*PAGE TEXT*:
==============================

Difference between revisions of "Polynomial Functions"

Introduction

Polynomials are one of the simplest collection of functions that we can understand. In this section we discuss the immediate consequences of the information given in a problem.

Definition

A polynomial function is a function given by a polynomial, ${\displaystyle f(x)=a_{n}x^{n}+a_{n-1}x^{n-1}+\ldots +a_{1}x+x_{0}{\text{ for }}n\geq 0{\text{ and }}a_{n},a_{n-1},\ldots a_{1},a_{0}}$ are numbers called coefficients. For this section we only care about ${\displaystyle a_{n}}$, which is called the leading coefficient and the parity of n, whether n is even or odd.

Example:

Two examles of polynomials are: ${\displaystyle x^{3}+-2x^{2}+x-5{\text{ and }}x^{4}-3x^{2}+9}$

Power Functions

Before we talk about polynomial we will discuss a simpler version, power functions. These are monomials of the form ${\displaystyle ax^{n}}$ where a ${\displaystyle \neq }$ 0 and n is a positive integer.

Properties: When n is even, that is ${\displaystyle f(x)=ax^{n}{\text{ for }}a>0}$ 1. f is an even function 2. Domain = ${\displaystyle (-\infty ,\infty )}$, while the range = ${\displaystyle [0,\infty )}$ 3. (-1, a), (0, 0), and (1, a) are always points on the graph of f.

When n is odd

1. f is an odd function 2. Domain = Range = <mat>(-\infty, \infty)</math> 3. The points (-1, -a), (0, 0), and (1, a) are always on the graph of f.

Zeros of a Polynomial Function

Definition: If f is a function, it does not have to be a polynomial, and r is a real number such that f(r) = 0, then r is called a real zero of f.

The following three statements are equivalent for all functions, and the fourth is equivalent to the first three when f is a polynomial function:

1) r is a real zero of f(x) 2)r is an x-intercept 3)r is a solution of f(x)= 0 4) (x - r) is a factor of f

Multiplicities

Sometimes whena a polynomial is completely factored a factor of the form (x - r) may occur multiple times.

Definition:

If ${\displaystyle (x-r)^{m}}$ is a factor of a polynomial function f, but ${\displaystyle (x-r)^{m+1}}$ is not a factor, then r is called a zero of multiplicity m of f.

==============================

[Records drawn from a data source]
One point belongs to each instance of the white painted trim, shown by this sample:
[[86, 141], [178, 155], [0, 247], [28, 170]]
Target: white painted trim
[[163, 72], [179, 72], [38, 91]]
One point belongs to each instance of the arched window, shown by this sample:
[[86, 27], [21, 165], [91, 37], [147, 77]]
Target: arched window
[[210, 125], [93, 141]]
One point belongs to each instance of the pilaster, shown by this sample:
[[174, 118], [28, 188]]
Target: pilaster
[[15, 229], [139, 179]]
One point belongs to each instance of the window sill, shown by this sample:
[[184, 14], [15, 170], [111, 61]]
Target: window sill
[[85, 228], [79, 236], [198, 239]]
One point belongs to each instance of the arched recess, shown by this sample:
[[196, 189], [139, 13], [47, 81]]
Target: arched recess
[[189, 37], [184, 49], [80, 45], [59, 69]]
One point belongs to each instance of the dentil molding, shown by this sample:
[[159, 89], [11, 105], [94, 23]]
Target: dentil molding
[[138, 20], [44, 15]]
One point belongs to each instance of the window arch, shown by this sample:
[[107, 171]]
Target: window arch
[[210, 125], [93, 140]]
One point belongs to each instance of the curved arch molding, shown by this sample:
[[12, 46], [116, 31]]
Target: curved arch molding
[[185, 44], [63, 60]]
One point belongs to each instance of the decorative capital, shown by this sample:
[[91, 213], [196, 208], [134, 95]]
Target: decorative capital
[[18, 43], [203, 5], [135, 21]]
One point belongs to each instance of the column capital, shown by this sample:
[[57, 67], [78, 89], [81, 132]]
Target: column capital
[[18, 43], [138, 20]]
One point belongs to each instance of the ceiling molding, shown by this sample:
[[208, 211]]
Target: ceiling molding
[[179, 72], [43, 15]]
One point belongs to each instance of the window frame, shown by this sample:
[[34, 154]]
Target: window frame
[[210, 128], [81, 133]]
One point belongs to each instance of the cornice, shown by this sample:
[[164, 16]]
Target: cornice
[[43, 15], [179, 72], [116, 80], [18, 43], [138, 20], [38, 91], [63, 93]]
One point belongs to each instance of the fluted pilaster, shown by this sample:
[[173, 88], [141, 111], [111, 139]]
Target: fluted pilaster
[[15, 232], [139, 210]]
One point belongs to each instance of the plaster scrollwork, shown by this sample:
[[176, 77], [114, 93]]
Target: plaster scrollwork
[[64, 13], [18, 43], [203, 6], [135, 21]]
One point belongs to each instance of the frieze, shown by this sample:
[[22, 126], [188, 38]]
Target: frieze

==============================

*TASKS*:
**A.** On the polynomial functions page, what is the coefficient a_n called?
**B.** Repeat the part of the polynomial functions page that opens with the words containing "Two examles of" and closes with "always on the graph of f.".
**C.** Pick up the polynomial functions page from where it stops and continue it.

*FINAL ANSWERS*:
**A.** The leading coefficient.

**B.**
Two examles of polynomials are: ${\displaystyle x^{3}+-2x^{2}+x-5{\text{ and }}x^{4}-3x^{2}+9}$

Power Functions

Before we talk about polynomial we will discuss a simpler version, power functions. These are monomials of the form ${\displaystyle ax^{n}}$ where a ${\displaystyle \neq }$ 0 and n is a positive integer.

Properties: When n is even, that is ${\displaystyle f(x)=ax^{n}{\text{ for }}a>0}$ 1. f is an even function 2. Domain = ${\displaystyle (-\infty ,\infty )}$, while the range = ${\displaystyle [0,\infty )}$ 3. (-1, a), (0, 0), and (1, a) are always points on the graph of f.

When n is odd

1. f is an odd function 2. Domain = Range = <mat>(-\infty, \infty)</math> 3. The points (-1, -a), (0, 0), and (1, a) are always on the graph of f.

**C.**
Note: Other sources may say r is a root of multiplicity m.

Since a root corresponds to an x-intercept, the multiplicity of the root gives us information about the behavior around the zero.

If r is a zero of even multiplicity: The sign of f(x) does not change from one side of r to the other. So if f(x) is positive(negative) to the left of r it is also positive(negative) to the right of r. From a more geometric(graphical) standpoint, the function bounces off of the x-axis.

If r is a zero of odd multiplicity: The sign of f(x) changes sign from side of r to the other. So, if f(x) is positive the the left of r it is negative to the right of r, and vice versa. Once again, from the geometric standpoint, f(x) will cross form below the x-axis to above the x-axis or vice versa.

End Behavior

For large positive or negative values of x, the polynomial ${\displaystyle f(x)=a_{n}x^{n}+a_{n-1}x^{n-1}+\ldots a_{1}x+a_{0}}$ will behave like the power function ${\displaystyle a_{n}x^{n}}$ So if n is even, both ends of the function will point up or down, depending on whether ${\displaystyle a_{n}}$ is positive or negative, respectively.

If n is odd, one end will point up and the other will point down. Once again, this depends on whether ${\displaystyle a_{n}}$ is positive or negative. If ${\displaystyle a_{n}>0}$, then the left end will point down, and the right end will point up. The reverse holds if ${\displaystyle a_{n}<0}$.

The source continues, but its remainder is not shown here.